<<<<
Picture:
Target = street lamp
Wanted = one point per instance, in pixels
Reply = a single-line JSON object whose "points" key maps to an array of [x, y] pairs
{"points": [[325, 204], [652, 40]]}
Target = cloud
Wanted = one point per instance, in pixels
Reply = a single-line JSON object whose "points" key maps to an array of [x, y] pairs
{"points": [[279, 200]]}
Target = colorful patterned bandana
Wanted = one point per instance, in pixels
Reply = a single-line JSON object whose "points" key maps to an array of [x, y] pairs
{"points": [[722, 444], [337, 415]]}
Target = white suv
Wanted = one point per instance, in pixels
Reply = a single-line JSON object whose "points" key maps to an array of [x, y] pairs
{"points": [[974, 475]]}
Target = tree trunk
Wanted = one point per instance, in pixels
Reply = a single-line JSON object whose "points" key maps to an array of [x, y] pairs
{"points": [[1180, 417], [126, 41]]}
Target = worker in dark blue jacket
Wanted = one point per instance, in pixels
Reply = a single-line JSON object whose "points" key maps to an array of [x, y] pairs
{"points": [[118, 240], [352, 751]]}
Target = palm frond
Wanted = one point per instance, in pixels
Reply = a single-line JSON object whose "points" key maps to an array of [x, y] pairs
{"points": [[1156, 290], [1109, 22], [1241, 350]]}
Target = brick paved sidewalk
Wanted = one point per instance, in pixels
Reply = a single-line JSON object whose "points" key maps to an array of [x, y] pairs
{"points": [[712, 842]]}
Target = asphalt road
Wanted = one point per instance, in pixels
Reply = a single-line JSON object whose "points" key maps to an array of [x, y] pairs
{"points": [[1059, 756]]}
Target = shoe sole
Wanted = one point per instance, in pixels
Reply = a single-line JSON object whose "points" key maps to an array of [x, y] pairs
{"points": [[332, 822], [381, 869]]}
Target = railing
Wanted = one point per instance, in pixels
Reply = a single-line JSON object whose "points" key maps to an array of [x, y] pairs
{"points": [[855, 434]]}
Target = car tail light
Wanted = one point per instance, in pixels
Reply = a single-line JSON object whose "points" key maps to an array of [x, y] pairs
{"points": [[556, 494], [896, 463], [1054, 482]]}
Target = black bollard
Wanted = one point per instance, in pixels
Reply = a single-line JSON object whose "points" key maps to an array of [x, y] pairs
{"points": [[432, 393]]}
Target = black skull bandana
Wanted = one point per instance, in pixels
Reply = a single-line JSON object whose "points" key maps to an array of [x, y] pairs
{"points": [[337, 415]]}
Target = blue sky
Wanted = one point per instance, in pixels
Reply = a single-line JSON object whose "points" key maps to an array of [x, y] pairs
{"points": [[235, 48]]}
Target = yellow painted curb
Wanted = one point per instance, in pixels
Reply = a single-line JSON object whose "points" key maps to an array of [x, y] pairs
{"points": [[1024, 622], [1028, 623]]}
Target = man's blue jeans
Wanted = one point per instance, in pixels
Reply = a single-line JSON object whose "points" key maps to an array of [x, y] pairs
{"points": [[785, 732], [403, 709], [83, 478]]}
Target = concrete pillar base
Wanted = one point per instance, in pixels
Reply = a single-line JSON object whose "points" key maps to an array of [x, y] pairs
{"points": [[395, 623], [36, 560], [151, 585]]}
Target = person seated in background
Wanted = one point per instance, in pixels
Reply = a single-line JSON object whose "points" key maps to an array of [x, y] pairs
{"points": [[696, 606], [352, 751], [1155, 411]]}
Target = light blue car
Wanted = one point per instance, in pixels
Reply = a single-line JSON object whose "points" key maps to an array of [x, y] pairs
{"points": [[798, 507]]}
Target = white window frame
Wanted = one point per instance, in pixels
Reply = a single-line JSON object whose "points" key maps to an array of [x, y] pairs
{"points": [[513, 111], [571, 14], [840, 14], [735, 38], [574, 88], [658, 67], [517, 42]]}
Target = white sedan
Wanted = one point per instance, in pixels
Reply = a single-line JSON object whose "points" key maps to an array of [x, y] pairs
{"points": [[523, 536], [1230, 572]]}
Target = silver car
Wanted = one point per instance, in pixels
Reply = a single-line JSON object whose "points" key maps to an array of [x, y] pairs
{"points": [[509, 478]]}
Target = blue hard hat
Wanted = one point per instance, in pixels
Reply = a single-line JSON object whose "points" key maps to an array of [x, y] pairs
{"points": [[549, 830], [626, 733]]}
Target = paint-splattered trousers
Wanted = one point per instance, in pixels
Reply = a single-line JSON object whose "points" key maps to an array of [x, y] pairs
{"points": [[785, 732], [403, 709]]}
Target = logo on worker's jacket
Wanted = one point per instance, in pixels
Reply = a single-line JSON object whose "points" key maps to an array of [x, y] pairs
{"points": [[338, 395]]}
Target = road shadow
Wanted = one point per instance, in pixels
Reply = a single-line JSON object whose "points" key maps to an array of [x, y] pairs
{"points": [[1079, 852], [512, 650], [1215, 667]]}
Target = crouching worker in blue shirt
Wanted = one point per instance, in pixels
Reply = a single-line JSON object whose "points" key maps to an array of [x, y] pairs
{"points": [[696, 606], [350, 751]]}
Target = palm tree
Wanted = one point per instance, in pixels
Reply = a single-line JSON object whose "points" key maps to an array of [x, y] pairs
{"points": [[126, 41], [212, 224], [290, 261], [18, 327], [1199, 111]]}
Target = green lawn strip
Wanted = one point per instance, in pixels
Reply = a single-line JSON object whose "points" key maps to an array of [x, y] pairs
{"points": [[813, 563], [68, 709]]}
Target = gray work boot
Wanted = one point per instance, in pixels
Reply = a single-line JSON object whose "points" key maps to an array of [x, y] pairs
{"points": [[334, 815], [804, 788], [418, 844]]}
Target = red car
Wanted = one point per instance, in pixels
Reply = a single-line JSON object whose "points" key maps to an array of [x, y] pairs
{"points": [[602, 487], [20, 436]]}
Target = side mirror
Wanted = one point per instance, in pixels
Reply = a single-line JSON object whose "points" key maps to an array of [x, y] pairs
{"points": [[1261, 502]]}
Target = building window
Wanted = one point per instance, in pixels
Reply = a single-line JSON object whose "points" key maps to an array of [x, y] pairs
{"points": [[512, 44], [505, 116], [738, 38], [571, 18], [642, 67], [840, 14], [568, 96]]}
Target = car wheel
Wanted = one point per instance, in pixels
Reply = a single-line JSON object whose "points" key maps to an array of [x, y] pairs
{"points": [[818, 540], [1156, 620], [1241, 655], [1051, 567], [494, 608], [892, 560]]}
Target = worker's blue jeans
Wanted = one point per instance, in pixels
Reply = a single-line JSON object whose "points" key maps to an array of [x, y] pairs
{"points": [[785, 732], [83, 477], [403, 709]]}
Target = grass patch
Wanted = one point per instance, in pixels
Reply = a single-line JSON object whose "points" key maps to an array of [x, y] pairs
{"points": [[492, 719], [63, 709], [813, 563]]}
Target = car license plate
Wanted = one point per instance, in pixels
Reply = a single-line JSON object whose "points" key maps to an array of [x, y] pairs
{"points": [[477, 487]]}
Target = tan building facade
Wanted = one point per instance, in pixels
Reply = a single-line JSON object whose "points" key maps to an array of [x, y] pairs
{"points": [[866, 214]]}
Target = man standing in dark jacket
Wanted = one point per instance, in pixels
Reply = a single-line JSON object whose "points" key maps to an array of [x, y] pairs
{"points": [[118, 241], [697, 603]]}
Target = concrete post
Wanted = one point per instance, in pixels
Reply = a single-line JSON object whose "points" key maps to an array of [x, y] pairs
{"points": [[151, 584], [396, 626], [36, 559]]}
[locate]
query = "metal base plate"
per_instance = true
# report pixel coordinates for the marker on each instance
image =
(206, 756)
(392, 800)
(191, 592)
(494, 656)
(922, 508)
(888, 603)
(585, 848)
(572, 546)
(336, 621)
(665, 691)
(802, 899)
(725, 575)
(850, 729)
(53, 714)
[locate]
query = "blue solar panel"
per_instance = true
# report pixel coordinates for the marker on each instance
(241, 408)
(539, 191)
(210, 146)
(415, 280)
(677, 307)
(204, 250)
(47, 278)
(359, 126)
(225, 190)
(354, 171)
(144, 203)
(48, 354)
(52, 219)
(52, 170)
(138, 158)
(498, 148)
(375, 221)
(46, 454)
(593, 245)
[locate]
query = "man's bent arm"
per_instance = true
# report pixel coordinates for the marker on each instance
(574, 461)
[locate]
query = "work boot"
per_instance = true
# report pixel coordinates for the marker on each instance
>>>>
--- What you will do ---
Lines above that contain the string "worker" make up the answer.

--- Task response ---
Target = worker in dark blue jacket
Target = logo on worker's jacket
Target = crouching worker in blue shirt
Target = worker's blue jeans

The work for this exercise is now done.